[Begin Text shown]

Georges Henein (1914–1973) was an Egyptian poet and author. He was a founding member of the Cairo-based, surrealist Art and Liberty Group which brought together artists, writers and various intellectuals of different backgrounds and national origins under the shared cause of anti-fascist activism. The group was active from 1938 up until the late 1940s.

Early life and education
Born in Cairo in 1914, Henien was the son of Sadek Henein Pacha, a coptic diplomat father and Mary Zanelli, an Italian-Egyptian mother. Henein spent his childhood between Cairo, Madrid, Rome and Paris where he would eventually study at the Lycée Pasteur de Neuily and the Sorbonne. Because of his education abroad, he was fluent in Arabic, Italian, Greek, English and French. While in France, Henein met André Breton and Henri Calet. He established a friendship with Breton and began a correspondence with him in which Henein "grappled with questions of how to fuse revolutionary Marxism with Surrealism."

[End Text shown]
[Begin Dataset content]

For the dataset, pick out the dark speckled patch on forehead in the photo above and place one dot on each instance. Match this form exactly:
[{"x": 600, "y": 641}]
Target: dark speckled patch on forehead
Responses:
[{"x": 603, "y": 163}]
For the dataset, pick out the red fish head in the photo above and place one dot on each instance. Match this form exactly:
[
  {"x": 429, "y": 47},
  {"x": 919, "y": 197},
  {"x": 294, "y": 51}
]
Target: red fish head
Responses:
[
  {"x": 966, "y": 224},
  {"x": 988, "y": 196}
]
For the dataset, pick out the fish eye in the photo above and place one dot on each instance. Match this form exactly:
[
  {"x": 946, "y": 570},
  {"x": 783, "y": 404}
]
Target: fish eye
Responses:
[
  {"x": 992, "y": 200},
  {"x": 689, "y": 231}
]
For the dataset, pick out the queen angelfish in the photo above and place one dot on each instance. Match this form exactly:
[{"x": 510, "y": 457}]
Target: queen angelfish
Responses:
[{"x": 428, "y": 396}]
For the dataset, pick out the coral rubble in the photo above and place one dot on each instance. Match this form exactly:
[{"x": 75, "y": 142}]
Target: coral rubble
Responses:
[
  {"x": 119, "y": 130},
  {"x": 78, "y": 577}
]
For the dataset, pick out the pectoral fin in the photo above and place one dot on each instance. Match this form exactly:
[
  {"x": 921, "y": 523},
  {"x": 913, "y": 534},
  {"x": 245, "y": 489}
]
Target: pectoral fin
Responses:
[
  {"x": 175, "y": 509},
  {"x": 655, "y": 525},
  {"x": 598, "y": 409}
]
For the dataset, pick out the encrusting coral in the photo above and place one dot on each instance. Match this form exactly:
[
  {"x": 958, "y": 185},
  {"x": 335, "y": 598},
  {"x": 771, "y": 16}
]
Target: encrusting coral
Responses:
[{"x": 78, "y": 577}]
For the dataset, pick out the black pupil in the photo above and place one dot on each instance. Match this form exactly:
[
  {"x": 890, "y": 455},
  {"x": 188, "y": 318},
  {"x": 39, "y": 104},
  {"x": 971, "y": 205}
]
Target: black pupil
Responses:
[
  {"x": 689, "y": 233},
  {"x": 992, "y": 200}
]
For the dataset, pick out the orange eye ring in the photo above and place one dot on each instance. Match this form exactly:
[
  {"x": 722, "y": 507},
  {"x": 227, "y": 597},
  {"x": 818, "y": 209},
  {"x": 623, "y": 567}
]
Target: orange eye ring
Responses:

[End Dataset content]

Directions => Can you transcribe the Georges Henein biography in full, word for word? None of the entries are needed here.

Full answer =>
Georges Henein (1914–1973) was an Egyptian poet and author. He was a founding member of the Cairo-based, surrealist Art and Liberty Group which brought together artists, writers and various intellectuals of different backgrounds and national origins under the shared cause of anti-fascist activism. The group was active from 1938 up until the late 1940s.

Early life and education
Born in Cairo in 1914, Henien was the son of Sadek Henein Pacha, a coptic diplomat father and Mary Zanelli, an Italian-Egyptian mother. Henein spent his childhood between Cairo, Madrid, Rome and Paris where he would eventually study at the Lycée Pasteur de Neuily and the Sorbonne. Because of his education abroad, he was fluent in Arabic, Italian, Greek, English and French. While in France, Henein met André Breton and Henri Calet. He established a friendship with Breton and began a correspondence with him in which Henein "grappled with questions of how to fuse revolutionary Marxism with Surrealism."